EXERCISE GOAL:
Keeping each word and mark in place, write out the full listing once more.

STUDY MATERIAL:
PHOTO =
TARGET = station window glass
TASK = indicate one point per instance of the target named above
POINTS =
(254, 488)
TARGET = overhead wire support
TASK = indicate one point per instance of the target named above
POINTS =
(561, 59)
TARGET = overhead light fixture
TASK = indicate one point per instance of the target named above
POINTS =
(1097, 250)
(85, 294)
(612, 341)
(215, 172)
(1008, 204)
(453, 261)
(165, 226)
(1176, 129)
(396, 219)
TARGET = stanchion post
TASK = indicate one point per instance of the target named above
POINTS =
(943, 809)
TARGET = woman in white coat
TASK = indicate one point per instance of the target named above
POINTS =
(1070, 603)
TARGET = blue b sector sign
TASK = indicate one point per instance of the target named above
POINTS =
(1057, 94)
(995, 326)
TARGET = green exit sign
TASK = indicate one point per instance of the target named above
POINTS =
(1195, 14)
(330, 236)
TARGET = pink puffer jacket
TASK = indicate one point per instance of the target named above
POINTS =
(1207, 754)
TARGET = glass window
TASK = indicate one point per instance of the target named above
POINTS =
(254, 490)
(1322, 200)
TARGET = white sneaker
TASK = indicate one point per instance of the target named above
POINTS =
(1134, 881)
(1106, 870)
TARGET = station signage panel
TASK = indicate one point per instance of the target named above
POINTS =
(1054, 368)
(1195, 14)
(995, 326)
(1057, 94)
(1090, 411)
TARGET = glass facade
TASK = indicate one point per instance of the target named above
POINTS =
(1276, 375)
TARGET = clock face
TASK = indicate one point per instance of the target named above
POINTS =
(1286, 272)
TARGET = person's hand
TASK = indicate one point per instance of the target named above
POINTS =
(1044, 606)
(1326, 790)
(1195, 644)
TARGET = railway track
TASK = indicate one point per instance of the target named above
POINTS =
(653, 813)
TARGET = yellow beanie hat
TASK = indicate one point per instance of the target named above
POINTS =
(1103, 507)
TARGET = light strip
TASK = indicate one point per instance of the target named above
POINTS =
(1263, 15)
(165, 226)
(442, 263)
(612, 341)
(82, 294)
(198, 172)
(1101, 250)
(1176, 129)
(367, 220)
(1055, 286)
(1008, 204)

WRITTEN RESPONSE:
PHOTO =
TARGET = station window glass
TASK = indicate one point per instance of the target named above
POINTS =
(254, 488)
TARGET = overhead wire support
TASK = indicate one point per instance of the target named above
POINTS =
(561, 59)
TARGET = overhead light fixture
TASK = indicate one point per instance of the target named above
POINTS =
(1097, 250)
(85, 294)
(612, 341)
(215, 172)
(1008, 204)
(453, 261)
(165, 226)
(1176, 129)
(396, 219)
TARGET = stanchion post
TASK = indicate one point per instance of the target named above
POINTS =
(943, 809)
TARGET = woman in white coat
TASK = indicate one point per instance of the target named above
POINTS =
(1070, 603)
TARGET = blue b sector sign
TASK = indicate one point per instance of the target named above
POINTS =
(1057, 94)
(995, 326)
TARGET = green exit sign
TASK = indicate one point per instance of the target named above
POINTS =
(1195, 14)
(330, 236)
TARGET = pink puffer jacket
TASK = indicate one point per instance of the target named above
POINTS =
(1207, 754)
TARGET = glass window
TASK = indicate one point per instance of the target named above
POINTS =
(254, 490)
(1322, 200)
TARGET = white sneaker
TASK = indicate one point per instance of the target named above
POINTS =
(1134, 881)
(1106, 870)
TARGET = station signage panel
TASK = indicate one point per instance of the target named above
POINTS =
(1054, 368)
(1195, 14)
(995, 326)
(1057, 94)
(1090, 411)
TARGET = glass facade
TASK = indicate one point per instance of the target named above
POINTS =
(1276, 375)
TARGET = clock face
TASK = indicate one point per instance of the target named above
POINTS =
(1286, 272)
TARGET = person's hand
TASK = indicate one point per instance of the target named above
POINTS =
(1044, 606)
(1326, 790)
(1195, 644)
TARGET = railway track
TASK = indicate one point per instance of the target named above
POINTS =
(653, 813)
TARGET = yellow beanie hat
TASK = indicate one point per instance of the target named above
POINTS =
(1103, 507)
TARGET = light strip
TASK = indicate one point per instance of the target named above
POINTS =
(1263, 15)
(165, 226)
(442, 263)
(612, 341)
(82, 294)
(198, 172)
(1101, 250)
(1176, 129)
(367, 220)
(1055, 286)
(1008, 204)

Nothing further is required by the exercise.